--- Quoted passage Enclosed Below ---
Strange that the technocrats say that if we don’t do what they say, then they will be the ones who will rule us without remorse. It’s an issue of necessity. Didn’t Marx say that the proletariat would say the same thing to the bourgeoisie? The dustbin of history, I believe, was Trotsky’s term. Nowadays, we have the claim to rule of so-called meritocrats with their studies making the threat that if we don’t do what they say, they will rule nonetheless. This is both their strength and their weakness. They currently don’t rule, but they promise to rule in the future like Thucydidean Athenians to the rest of the Melian losers. The good news is that Athens failed too. Perhaps the meritocrats will pick their all-too pious Nicias too. Regardless, everyone suffers in the meantime.

Let me say that I’m not persuaded by all this. In fact, I’m wondering whether there ought not to be a “non-student centered” pedagogy of failure. Why not teach our students failure? Then these students used to student-centeredness might learn they are not the center of all things after all.

Isn’t failure a more reliable fact of life than success? What is the lesson of the Sicilian expedition? To paraphrase Marx, who are these winners who have educated the educators in terms of student centered education geared for success? I would call them losers. Albeit, they are losers with a lot of power who have all sorts of data-driven studies which purport to demonstrate the truth about what it means to be a human being. But they are also losers because they never had a good liberal arts education, and so they don’t even realize that their programs presuppose a vision of the complete human being.
--- End of Enclosed Quoted passage ---
--- Data under study Enclosed Below ---
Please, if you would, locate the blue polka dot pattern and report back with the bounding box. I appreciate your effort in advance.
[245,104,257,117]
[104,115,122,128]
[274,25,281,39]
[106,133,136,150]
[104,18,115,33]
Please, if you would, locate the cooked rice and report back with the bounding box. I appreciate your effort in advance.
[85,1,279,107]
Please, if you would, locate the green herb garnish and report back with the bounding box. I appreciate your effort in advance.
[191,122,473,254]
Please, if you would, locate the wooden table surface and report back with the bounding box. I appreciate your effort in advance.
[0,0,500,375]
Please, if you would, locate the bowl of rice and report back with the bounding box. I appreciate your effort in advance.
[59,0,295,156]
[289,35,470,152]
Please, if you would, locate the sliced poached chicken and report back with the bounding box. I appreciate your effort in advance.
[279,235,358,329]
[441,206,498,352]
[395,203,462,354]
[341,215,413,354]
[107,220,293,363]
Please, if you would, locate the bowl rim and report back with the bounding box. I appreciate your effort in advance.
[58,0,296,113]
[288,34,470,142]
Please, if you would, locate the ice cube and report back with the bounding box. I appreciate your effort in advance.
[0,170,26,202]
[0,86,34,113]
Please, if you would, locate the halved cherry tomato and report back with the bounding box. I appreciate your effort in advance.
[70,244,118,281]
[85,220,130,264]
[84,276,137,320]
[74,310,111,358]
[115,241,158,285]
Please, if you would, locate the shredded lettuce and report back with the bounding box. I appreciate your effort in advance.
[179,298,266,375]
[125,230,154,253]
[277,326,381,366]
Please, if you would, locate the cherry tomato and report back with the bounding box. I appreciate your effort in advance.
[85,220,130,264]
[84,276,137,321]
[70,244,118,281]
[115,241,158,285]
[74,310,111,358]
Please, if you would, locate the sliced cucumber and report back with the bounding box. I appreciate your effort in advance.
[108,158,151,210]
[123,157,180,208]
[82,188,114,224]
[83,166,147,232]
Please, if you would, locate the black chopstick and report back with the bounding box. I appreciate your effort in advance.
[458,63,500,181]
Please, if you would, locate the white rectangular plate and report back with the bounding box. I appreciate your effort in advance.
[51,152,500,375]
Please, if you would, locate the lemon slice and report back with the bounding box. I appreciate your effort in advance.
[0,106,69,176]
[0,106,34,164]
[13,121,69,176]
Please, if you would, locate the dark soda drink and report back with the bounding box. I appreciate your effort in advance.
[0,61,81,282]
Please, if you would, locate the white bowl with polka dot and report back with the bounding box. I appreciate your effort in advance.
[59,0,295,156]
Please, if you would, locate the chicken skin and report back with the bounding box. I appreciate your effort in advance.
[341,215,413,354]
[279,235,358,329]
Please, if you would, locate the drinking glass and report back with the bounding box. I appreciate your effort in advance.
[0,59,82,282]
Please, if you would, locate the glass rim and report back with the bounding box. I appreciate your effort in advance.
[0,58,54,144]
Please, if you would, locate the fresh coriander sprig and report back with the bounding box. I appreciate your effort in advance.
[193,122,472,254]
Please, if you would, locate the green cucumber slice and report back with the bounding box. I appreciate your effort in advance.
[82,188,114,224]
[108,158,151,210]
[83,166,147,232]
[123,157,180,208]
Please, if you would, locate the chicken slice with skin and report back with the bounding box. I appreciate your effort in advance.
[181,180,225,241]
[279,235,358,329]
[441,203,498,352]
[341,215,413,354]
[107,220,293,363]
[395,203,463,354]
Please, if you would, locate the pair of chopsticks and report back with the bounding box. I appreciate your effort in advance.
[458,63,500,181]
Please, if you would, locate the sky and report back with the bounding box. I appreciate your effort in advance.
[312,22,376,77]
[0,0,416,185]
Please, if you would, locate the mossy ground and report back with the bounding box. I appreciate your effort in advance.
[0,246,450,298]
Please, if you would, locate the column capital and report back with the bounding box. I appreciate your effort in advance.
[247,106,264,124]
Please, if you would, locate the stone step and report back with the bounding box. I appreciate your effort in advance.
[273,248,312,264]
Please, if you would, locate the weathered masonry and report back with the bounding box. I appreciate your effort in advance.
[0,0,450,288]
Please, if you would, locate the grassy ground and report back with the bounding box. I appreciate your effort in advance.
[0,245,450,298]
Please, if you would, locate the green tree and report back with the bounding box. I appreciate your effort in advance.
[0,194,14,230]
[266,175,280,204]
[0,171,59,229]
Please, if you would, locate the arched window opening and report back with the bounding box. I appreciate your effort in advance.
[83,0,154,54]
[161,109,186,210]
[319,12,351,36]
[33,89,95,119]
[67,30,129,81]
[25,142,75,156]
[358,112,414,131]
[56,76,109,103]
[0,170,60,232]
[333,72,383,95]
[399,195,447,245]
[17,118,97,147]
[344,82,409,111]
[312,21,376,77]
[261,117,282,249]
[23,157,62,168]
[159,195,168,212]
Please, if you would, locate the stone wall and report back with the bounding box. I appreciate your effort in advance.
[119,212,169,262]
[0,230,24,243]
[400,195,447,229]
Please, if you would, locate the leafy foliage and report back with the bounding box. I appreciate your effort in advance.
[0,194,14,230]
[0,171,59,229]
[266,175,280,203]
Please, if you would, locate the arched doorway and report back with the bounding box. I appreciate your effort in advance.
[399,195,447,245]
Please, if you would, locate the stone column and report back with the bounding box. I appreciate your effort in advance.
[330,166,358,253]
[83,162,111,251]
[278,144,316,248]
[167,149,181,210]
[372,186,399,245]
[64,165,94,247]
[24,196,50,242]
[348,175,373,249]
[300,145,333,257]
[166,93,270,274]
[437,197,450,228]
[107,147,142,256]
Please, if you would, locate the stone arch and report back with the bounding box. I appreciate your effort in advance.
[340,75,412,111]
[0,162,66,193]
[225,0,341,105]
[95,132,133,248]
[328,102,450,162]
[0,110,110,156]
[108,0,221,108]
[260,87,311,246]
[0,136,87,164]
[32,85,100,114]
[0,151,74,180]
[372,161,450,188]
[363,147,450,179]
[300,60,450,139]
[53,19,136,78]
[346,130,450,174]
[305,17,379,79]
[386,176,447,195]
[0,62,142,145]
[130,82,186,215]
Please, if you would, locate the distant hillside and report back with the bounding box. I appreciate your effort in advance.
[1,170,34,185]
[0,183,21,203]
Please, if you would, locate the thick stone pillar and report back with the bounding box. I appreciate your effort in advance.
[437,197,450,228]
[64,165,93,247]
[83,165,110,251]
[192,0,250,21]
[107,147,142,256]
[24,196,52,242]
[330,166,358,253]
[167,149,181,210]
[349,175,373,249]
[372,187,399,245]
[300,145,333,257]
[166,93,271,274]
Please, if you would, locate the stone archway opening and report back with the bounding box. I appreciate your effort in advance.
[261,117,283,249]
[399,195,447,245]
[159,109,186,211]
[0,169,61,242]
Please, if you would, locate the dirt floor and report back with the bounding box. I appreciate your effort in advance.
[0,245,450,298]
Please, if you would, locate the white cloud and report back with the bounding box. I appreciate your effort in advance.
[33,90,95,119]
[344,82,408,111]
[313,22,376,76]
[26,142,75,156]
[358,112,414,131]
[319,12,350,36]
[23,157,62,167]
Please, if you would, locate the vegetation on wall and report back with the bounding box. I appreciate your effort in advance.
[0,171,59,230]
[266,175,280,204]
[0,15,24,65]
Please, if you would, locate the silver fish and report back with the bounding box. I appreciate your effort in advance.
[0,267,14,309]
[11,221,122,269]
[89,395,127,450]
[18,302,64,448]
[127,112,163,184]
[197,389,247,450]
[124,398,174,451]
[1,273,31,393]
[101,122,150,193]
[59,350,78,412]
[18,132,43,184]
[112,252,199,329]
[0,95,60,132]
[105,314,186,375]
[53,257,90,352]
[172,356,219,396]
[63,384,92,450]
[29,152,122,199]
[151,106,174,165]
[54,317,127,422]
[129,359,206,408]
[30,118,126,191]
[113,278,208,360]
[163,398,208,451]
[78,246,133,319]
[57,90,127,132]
--- End of Enclosed Data under study ---
▶ **What this exercise asks**:
[A] Summarize the passage on teaching failure in two sentences.
[B] Carry on the passage on teaching failure, beginning after its final sentence.
The data above come from a source unrelated to the passage on teaching failure.

▶ **Answers to each task**:
[A] The writer likens meritocrats, who threaten to rule even if they are not obeyed, to the Athenians addressing the Melians, and observes that Athens also failed. Unpersuaded by student-centered education geared for success, the writer proposes a "non-student centered" pedagogy of failure, holds that failure is a more reliable fact of life than success, and calls that education's powerful, data-driven promoters losers who never had a good liberal arts education.

[B]
As an alternative to edu-speak/admin-speak education, I would suggest that a liberal arts education could better provide the needed flexibility and adaptability for today’s society and economy than today’s trendy pedagogy. Moreover, a liberal arts education also keeps a focus on the virtues necessary to sustaining a free society, as well as addressing the more profound questions of what is the good life and what is the good society—and what is man, world, and God and the relations between these things. Educational theory, modern economics, management science, evolutionary psychology, etc., on the other hand, are constitutionally incapable of keeping that focus.

NOW TO PREACH TO THE CONVERTED: An education with a good teacher in the Bible, Plato, Aristotle, Thucydides, Augustine, Dante, Machiavelli, Shakespeare, Hobbes, the Federalist, Kant, Nietzsche, etc.—experienced and carried out in a “social environment” which encourages far-going questioning, but which also upholds the good kind of moral education that people used to learn from their parents—could provide an alternative to the harried emphasis that teachers and students currently have on success. Here they could even learn that virtue doesn’t guarantee success, or that vice sometimes wins in this world.

You might say that this is an education bound to fail. It is for losers. But to borrow the ironic trope, sometimes losers are winners—sometimes failures succeed. That said, it is probably not possible today.

Do we currently live under tyranny? It is an interesting question. No?